Saved entries
________________________
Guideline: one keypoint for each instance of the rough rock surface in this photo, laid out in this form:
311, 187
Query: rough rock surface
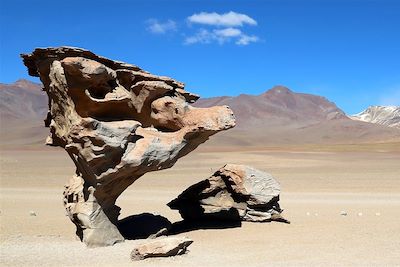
162, 247
384, 115
116, 122
234, 192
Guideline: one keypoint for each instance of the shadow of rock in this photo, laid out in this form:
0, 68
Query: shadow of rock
142, 225
191, 225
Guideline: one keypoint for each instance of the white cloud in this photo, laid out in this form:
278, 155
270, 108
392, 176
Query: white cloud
221, 36
228, 32
246, 39
154, 26
202, 36
230, 19
217, 28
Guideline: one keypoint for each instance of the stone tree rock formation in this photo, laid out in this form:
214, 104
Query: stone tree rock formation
234, 192
116, 122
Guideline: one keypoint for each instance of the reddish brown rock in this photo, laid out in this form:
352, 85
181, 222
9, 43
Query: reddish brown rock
234, 192
116, 122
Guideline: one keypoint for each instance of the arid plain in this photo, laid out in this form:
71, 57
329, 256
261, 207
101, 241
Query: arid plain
340, 184
318, 184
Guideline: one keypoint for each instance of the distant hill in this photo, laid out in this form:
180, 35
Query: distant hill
23, 107
384, 115
280, 116
277, 117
________________________
[Exercise details] Make an exact copy of the records from their first line through the line containing "Guideline: one keypoint for each instance of the arid", both ends included, with the pictures omitted.

[Final answer]
Guideline: one keypoint for each instance of the rough rock surface in this photo, laid out in this form:
311, 187
Query: rough rock surface
162, 247
384, 115
116, 122
234, 192
Guideline: one keypoint for each instance of the shadow of rock in this photo, laid out in this form:
0, 68
Query: shadow of rock
142, 225
191, 225
Guideline: one keypoint for each instance of the white cloud in this photo, laid out in this form:
278, 155
270, 108
392, 176
Query: white cloud
221, 36
228, 32
246, 39
154, 26
202, 36
230, 19
217, 28
Guideline: one keypoint for each instance of the stone tree rock formation in this photo, laid out in this form:
214, 104
Query: stone tree rock formation
234, 192
116, 122
Guideline: one keypoint for each instance of the reddish brown rock in this photo, laid out in this form:
352, 85
181, 222
9, 43
Query: reddish brown rock
234, 192
116, 122
Guideline: one keypoint for each instance of the arid plain in this photo, laid out in this form:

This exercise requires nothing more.